<<<<

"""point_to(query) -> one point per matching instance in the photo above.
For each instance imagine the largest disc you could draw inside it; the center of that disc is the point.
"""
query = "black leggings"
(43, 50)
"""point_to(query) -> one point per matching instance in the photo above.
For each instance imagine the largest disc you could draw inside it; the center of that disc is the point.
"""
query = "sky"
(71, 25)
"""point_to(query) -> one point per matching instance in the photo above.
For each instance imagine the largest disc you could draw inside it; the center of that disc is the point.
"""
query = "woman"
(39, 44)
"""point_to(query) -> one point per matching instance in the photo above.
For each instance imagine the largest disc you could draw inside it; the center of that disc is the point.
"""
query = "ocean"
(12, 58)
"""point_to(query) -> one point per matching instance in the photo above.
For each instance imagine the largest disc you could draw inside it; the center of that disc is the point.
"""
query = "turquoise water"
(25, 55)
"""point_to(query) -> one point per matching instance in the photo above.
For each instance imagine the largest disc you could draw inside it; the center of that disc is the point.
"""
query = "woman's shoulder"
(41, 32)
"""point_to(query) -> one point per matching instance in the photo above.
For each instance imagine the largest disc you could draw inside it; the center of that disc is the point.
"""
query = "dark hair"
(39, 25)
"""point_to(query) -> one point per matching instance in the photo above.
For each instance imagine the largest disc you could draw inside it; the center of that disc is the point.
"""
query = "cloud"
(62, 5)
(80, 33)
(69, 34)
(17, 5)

>>>>

● **What to work on**
Transcribe the records above exactly.

● **Task solution**
"""point_to(query) -> one point per matching instance in the photo above.
For each instance imagine the largest disc you could draw inside it; the center of that disc is the point.
"""
query = "black leggings"
(43, 50)
"""point_to(query) -> one point per matching instance in the photo above.
For each instance imagine the largest disc you could draw inside it; the center of that disc is the point.
"""
query = "sky"
(71, 25)
"""point_to(query) -> one point per matching instance in the photo above.
For each instance imagine the largest disc you could draw inside it; the center of that disc is the point.
"""
query = "woman"
(39, 44)
"""point_to(query) -> one point per matching instance in the photo above.
For each instance imagine the largest disc you could draw inside it; the center of that disc is the point.
"""
query = "ocean"
(12, 58)
"""point_to(query) -> one point per matching instance in the photo above.
For each instance imagine the largest disc you could draw inside it; the center of that disc is the point.
"""
query = "turquoise water"
(25, 55)
"""point_to(query) -> one point per matching instance in the photo above.
For each instance imagine the largest disc you could draw inside it; the center of that disc is the point.
"""
query = "woman's shoulder"
(41, 32)
"""point_to(query) -> one point per matching instance in the photo above.
For each instance imagine the largest disc you could draw inside it; the center of that disc is the point.
"""
query = "dark hair"
(39, 25)
"""point_to(query) -> one point per matching instance in the photo above.
For each instance imagine the largest disc you could draw inside it; the center of that disc is the point.
"""
query = "cloud"
(62, 5)
(80, 33)
(69, 34)
(17, 5)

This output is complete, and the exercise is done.